Stored entries
******
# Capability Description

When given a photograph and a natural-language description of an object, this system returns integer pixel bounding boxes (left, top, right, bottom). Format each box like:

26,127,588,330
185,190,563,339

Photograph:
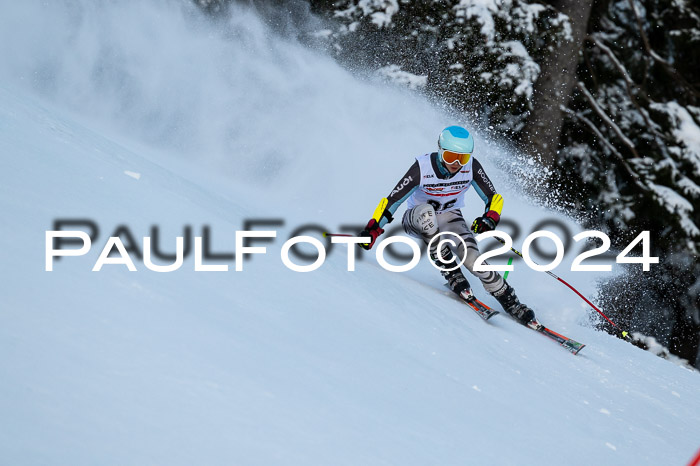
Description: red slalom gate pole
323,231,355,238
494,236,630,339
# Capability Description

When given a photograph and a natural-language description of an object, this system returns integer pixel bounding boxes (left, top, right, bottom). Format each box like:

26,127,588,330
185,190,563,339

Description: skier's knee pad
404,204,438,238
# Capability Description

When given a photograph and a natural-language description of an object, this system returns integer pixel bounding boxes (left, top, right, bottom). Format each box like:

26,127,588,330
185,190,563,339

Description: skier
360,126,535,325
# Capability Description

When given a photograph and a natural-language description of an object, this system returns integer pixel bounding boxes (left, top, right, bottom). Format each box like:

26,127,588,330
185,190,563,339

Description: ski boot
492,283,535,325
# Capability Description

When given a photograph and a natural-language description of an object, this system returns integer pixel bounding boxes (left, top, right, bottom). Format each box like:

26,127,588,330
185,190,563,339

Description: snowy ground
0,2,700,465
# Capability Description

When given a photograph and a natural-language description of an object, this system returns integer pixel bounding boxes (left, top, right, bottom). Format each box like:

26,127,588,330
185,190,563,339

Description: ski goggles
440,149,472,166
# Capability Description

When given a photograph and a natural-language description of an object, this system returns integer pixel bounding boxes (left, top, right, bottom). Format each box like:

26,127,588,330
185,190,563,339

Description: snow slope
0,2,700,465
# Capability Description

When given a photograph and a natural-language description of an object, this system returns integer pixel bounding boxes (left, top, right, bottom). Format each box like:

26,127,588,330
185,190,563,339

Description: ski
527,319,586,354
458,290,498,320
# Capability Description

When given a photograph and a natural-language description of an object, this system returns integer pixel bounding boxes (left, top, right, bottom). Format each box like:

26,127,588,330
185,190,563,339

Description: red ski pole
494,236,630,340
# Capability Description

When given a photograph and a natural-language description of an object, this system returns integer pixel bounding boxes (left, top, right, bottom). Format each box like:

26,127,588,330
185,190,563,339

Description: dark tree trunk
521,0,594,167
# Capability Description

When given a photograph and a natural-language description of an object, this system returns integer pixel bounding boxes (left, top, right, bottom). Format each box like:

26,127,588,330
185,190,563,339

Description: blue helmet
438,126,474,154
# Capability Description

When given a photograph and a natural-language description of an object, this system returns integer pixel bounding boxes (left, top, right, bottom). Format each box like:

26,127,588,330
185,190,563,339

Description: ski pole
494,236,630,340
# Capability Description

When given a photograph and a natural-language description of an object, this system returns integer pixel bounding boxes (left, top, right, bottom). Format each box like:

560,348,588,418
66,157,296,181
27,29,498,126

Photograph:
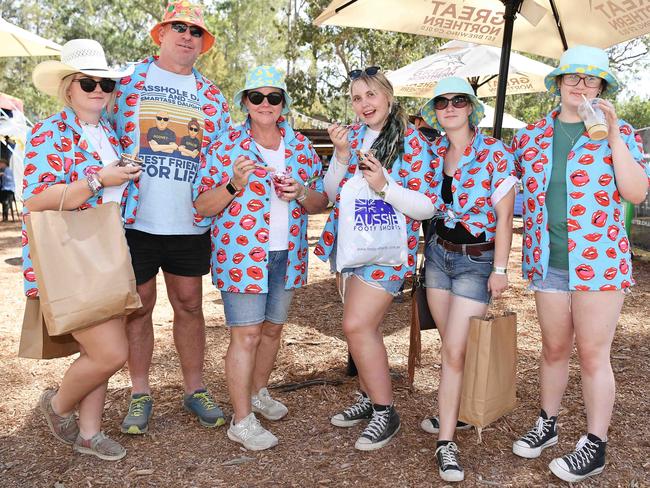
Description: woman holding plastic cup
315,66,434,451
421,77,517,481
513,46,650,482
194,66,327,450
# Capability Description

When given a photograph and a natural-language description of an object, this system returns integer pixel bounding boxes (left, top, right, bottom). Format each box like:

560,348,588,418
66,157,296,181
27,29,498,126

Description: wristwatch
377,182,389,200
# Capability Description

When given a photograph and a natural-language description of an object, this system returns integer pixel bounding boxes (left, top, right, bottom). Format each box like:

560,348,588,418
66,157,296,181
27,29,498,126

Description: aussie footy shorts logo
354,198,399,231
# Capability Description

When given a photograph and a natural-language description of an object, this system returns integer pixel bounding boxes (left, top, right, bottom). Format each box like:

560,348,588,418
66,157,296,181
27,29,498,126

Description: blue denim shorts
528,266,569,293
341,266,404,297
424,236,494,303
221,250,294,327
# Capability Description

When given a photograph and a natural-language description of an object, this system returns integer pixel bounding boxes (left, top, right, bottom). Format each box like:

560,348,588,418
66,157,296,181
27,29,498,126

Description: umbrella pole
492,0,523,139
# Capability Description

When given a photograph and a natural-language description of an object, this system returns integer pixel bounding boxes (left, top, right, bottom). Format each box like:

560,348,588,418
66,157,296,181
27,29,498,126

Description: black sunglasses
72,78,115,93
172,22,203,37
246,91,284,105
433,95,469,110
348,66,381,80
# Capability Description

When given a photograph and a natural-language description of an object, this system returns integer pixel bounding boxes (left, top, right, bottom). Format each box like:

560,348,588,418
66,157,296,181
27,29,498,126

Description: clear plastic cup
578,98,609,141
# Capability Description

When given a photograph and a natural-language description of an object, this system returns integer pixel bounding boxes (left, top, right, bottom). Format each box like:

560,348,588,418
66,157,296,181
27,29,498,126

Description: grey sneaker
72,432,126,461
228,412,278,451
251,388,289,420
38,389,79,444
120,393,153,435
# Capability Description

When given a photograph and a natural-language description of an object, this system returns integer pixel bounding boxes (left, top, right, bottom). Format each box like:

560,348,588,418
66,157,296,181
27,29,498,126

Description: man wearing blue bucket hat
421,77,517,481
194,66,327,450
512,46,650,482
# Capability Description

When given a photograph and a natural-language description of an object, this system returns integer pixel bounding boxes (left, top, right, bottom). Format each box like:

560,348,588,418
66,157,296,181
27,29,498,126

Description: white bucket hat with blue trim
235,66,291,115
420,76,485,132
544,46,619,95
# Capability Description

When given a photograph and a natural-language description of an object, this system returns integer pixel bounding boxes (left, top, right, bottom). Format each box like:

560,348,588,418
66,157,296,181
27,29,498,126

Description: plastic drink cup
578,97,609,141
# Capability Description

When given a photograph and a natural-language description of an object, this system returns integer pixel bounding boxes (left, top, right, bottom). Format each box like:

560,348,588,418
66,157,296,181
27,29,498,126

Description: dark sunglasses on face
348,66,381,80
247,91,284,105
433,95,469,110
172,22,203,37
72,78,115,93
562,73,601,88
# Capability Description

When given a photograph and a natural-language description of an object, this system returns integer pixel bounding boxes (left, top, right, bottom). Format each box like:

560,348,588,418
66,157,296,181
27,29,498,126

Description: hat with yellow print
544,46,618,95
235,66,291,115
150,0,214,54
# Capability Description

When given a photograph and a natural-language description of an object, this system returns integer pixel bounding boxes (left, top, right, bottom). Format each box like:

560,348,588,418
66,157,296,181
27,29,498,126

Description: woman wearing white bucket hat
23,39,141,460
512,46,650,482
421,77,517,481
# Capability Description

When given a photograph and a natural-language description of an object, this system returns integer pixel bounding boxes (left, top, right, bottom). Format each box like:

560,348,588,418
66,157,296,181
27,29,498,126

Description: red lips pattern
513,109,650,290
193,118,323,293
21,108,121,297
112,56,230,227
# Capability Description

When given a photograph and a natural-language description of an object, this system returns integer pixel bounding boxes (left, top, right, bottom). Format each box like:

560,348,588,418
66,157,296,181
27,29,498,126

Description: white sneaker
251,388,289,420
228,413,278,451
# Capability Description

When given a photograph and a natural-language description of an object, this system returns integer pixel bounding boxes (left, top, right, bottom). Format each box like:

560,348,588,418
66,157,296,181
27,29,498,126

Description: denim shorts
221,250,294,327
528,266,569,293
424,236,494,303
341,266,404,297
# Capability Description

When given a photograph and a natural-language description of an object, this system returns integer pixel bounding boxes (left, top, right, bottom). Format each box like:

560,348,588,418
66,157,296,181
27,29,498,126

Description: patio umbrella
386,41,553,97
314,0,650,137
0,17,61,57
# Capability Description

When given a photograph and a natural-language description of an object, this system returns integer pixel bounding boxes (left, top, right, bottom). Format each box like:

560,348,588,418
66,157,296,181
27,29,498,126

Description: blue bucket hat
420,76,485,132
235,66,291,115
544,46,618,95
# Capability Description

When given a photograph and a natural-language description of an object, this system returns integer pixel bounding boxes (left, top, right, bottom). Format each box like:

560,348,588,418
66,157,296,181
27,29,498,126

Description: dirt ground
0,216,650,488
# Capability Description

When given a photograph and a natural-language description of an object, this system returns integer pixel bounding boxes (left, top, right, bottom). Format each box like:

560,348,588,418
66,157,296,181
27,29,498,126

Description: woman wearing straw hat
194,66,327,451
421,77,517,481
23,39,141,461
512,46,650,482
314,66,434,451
******
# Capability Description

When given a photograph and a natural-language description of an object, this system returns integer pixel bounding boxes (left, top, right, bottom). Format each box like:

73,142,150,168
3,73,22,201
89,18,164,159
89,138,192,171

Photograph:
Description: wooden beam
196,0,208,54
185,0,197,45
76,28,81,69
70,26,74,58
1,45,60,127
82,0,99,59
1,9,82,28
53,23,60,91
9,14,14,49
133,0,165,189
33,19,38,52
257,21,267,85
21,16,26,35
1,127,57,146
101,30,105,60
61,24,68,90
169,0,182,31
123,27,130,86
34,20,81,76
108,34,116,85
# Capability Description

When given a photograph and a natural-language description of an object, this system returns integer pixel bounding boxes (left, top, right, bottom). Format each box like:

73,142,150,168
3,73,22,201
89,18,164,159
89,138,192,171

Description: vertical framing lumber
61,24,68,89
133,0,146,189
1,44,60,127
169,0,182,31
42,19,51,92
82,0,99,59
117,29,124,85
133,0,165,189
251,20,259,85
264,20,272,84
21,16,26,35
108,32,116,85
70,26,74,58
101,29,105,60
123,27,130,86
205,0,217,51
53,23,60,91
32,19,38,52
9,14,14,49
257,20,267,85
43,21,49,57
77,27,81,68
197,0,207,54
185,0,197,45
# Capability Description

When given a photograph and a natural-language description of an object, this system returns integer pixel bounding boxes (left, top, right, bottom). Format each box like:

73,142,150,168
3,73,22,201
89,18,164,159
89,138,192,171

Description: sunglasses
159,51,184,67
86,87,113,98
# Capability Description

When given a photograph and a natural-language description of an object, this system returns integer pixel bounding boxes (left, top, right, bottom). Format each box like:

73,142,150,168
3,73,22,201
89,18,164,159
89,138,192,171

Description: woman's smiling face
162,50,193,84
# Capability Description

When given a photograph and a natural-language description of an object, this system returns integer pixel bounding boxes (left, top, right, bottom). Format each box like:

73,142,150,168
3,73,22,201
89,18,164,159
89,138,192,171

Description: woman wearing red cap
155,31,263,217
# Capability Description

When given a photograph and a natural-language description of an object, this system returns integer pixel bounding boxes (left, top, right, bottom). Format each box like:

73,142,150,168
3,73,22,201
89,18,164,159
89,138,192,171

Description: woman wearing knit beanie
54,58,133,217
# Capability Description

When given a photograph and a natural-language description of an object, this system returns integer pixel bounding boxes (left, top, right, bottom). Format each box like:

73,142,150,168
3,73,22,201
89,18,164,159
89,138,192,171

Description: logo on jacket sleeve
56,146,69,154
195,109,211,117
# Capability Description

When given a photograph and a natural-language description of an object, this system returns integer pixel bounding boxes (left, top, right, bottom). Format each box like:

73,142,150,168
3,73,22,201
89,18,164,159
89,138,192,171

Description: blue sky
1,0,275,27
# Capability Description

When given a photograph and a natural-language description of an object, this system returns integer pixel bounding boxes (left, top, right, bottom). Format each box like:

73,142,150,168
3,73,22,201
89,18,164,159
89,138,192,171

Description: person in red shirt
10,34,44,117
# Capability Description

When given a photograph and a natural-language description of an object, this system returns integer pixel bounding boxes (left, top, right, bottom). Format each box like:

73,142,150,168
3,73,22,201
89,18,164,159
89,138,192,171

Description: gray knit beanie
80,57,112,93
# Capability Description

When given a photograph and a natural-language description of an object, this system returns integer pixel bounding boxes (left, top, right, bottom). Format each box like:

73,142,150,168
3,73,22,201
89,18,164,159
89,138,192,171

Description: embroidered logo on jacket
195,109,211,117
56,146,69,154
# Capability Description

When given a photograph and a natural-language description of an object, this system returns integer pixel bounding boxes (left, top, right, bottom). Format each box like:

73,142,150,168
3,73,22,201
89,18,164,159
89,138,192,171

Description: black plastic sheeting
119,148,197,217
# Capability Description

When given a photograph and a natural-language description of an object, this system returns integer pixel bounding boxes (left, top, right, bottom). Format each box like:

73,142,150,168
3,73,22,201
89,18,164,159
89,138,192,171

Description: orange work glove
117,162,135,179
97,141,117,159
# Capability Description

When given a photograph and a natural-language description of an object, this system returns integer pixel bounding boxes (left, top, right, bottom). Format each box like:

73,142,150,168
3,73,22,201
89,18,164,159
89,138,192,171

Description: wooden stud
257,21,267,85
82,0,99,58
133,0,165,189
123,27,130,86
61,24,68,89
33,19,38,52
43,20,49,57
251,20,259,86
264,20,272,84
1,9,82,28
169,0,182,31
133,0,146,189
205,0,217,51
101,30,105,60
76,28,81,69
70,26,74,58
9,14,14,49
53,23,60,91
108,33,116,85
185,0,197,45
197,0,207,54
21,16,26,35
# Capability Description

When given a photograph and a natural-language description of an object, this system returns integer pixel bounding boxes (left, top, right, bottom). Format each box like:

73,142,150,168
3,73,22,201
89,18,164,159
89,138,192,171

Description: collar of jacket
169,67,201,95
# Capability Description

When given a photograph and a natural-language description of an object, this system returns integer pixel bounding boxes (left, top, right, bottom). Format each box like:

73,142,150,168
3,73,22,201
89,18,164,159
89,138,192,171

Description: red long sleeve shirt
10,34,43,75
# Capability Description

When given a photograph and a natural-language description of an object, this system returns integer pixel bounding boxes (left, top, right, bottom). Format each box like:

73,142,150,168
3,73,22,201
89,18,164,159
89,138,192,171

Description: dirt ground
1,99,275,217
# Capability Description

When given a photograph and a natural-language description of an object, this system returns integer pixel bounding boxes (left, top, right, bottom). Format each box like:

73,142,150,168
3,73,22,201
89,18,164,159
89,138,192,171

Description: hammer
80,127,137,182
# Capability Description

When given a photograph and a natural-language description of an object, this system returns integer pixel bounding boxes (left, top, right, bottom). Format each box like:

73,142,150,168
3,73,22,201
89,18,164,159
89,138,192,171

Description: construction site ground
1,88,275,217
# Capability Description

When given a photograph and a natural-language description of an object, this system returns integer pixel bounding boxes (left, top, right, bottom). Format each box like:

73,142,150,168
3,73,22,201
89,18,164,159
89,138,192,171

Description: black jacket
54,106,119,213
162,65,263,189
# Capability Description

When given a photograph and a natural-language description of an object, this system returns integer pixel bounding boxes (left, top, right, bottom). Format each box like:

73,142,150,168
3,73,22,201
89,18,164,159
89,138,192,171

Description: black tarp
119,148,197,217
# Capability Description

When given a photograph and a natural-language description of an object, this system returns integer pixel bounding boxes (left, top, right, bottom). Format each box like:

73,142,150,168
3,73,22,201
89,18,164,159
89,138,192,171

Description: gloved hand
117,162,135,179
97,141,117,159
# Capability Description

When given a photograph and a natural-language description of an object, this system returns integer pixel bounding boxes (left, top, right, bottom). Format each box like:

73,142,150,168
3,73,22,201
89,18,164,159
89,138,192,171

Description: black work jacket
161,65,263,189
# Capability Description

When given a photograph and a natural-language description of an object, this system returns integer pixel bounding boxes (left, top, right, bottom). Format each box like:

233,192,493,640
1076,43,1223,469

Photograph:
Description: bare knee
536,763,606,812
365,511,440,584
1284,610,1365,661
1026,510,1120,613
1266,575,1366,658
******
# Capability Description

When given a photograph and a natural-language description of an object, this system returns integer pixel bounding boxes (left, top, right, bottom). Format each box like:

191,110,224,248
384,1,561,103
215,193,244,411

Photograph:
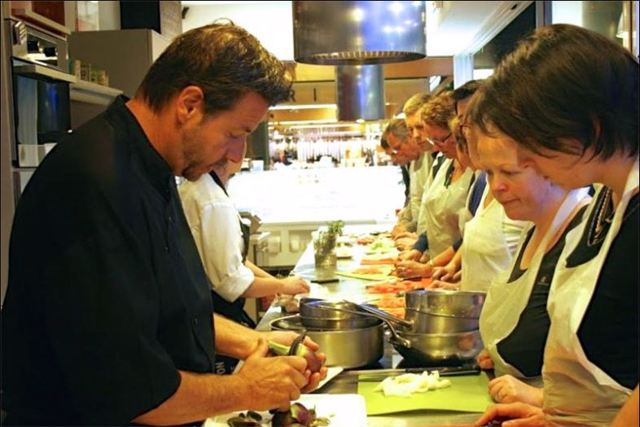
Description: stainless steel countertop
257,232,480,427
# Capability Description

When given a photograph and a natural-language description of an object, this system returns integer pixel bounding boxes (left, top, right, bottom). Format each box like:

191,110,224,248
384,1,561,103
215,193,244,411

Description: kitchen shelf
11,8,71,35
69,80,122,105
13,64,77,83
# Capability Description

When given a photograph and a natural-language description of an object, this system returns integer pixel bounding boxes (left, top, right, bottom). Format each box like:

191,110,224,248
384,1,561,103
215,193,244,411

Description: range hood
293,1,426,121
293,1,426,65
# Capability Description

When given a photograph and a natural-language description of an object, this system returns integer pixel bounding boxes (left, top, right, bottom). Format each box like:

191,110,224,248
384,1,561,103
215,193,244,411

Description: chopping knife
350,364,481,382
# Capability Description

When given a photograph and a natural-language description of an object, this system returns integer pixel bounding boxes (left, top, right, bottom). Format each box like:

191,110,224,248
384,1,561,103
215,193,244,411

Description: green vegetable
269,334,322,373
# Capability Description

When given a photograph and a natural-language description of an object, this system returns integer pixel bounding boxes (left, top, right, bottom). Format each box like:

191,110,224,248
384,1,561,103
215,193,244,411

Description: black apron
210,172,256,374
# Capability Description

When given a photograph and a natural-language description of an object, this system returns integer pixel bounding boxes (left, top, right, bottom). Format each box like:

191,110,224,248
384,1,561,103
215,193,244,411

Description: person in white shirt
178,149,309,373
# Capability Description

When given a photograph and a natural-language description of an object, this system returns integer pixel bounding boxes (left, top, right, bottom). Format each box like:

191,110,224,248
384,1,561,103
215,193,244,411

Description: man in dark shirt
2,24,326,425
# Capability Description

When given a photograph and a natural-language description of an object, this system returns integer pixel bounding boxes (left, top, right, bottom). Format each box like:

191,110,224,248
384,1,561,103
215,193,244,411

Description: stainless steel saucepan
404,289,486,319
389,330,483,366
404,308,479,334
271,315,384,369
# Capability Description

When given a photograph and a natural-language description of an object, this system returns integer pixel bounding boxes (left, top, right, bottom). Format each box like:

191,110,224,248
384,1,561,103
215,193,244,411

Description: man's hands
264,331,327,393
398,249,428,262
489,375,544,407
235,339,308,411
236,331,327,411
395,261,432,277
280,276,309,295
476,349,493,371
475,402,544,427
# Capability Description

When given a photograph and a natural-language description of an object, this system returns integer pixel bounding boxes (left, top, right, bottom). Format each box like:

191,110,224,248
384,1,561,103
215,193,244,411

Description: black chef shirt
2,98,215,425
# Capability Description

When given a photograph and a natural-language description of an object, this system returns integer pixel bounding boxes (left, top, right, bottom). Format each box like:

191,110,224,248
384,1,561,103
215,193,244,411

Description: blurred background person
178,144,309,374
******
- What is expected -
Locate each line in the records that contains the word "wooden", and copy those lines. Uppercase and lowercase letters must match.

- Solution for this problem -
Description: wooden beam
Description: wooden stud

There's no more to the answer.